(TASK DESCRIPTION) Which lines in the records below contain the word "outline"? Copy each of them.

(RECORDS TO PROCESS)
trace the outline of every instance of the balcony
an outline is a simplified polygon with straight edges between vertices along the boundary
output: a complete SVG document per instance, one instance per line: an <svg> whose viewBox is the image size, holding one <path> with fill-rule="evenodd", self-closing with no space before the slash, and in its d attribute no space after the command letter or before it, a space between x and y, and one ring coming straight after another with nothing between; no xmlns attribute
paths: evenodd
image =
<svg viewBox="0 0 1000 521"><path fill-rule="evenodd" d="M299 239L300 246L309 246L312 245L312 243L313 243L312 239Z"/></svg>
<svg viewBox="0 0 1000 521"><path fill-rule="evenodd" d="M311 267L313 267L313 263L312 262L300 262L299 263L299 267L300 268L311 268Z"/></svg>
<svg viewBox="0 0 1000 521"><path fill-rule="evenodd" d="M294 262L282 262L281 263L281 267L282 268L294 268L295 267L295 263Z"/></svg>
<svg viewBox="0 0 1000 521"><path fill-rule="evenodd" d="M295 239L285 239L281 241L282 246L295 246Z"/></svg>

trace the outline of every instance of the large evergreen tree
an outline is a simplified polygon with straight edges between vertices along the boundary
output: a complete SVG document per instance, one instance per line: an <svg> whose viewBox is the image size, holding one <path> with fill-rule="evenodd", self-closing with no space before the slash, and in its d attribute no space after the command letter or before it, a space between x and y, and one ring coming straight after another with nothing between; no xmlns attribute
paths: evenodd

(RESPONSE TO THE EXERCISE)
trace the outline of every instance of the balcony
an outline is a simplified polygon with straight edges between vertices along the boundary
trace the outline of every instance of the large evergreen tree
an outline is a simplified polygon with straight edges between vertices along the boundary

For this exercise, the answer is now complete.